— Start of INFORMATION SUPPLIED —

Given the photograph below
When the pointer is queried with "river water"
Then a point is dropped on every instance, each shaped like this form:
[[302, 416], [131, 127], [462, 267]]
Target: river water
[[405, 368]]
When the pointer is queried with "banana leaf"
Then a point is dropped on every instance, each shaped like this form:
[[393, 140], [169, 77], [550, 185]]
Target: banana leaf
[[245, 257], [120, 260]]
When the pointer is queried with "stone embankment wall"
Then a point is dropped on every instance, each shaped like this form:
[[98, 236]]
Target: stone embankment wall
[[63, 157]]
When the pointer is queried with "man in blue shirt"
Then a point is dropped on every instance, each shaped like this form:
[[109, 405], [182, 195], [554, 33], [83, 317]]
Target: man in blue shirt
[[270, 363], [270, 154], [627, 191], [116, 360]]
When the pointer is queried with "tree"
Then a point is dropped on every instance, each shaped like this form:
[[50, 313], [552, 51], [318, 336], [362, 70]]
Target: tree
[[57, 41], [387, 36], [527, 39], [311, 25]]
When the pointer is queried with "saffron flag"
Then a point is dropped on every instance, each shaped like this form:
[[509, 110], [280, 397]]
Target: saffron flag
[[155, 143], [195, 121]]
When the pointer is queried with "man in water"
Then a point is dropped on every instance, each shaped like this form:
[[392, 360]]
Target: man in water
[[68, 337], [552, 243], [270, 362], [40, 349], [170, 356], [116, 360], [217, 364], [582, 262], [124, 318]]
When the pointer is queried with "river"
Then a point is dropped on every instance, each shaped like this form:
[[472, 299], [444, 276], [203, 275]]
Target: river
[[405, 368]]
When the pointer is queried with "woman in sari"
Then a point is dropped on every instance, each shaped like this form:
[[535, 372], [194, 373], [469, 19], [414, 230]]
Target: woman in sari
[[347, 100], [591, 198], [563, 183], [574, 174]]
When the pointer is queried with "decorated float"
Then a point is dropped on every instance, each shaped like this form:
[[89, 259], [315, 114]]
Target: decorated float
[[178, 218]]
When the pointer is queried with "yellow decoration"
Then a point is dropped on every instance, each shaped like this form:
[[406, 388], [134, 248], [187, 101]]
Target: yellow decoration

— End of INFORMATION SUPPLIED —

REQUIREMENT
Reproduce the whole listing word for word.

RESPONSE
Given the photograph below
When the pointer is queried with "river water"
Then a point is dropped on every instance, each shaped like this form:
[[302, 416], [131, 127], [462, 267]]
Target: river water
[[405, 368]]
When the pointer is queried with "banana leaf"
Then a point is dropped on every instance, each shaped like this form:
[[393, 140], [169, 77], [550, 185]]
Target: banana leaf
[[245, 257], [120, 260]]
When the pointer is queried with "stone embankment wall"
Then a point is dropped on every instance, each shaped like this form:
[[98, 236]]
Target: stone embankment wall
[[63, 157]]
When the pointer is queried with "man in blue shirt"
Then a point is dropped on every instance, each shaped like this form:
[[109, 405], [182, 195], [554, 33], [83, 317]]
Target: man in blue shirt
[[270, 363], [270, 154], [627, 191], [116, 360]]
When the pointer is queried with "tree"
Then a point is dropped on every instance, each shaped like this form:
[[50, 313], [552, 51], [318, 336], [362, 70]]
Target: tree
[[57, 41], [387, 36], [527, 39], [311, 25]]
When the pointer is queried with "saffron flag"
Then a point is dropped on every instance, each shaped like this form:
[[509, 110], [280, 397]]
Target: saffron flag
[[155, 143], [195, 121]]
When the pointer is queried with "man in water"
Then a point is dropped on every instance, each shaped like this form:
[[392, 360]]
Target: man in water
[[68, 337], [552, 243], [270, 362], [40, 349], [170, 356], [116, 360], [217, 364], [582, 262], [124, 318]]
When the pointer is queried with "river"
Then a point is dropped on every instance, each shaped like this form:
[[472, 299], [444, 276], [203, 275]]
Target: river
[[405, 368]]
When the pointer is queried with "woman in sari"
Then a point is dropped on every instance, each shaped like this form:
[[535, 372], [194, 373], [469, 19], [414, 230]]
Target: woman in sari
[[347, 100], [591, 198], [563, 183], [574, 174]]
When the pointer is queried with "decorated float"
Then a point is dropped on every instance, each shaped like this form:
[[89, 259], [315, 114]]
Target: decorated float
[[178, 218]]
When the pointer is queried with "yellow decoration"
Then a point is dropped on every instance, each shaped like this form:
[[406, 388], [134, 248], [187, 101]]
Target: yellow decoration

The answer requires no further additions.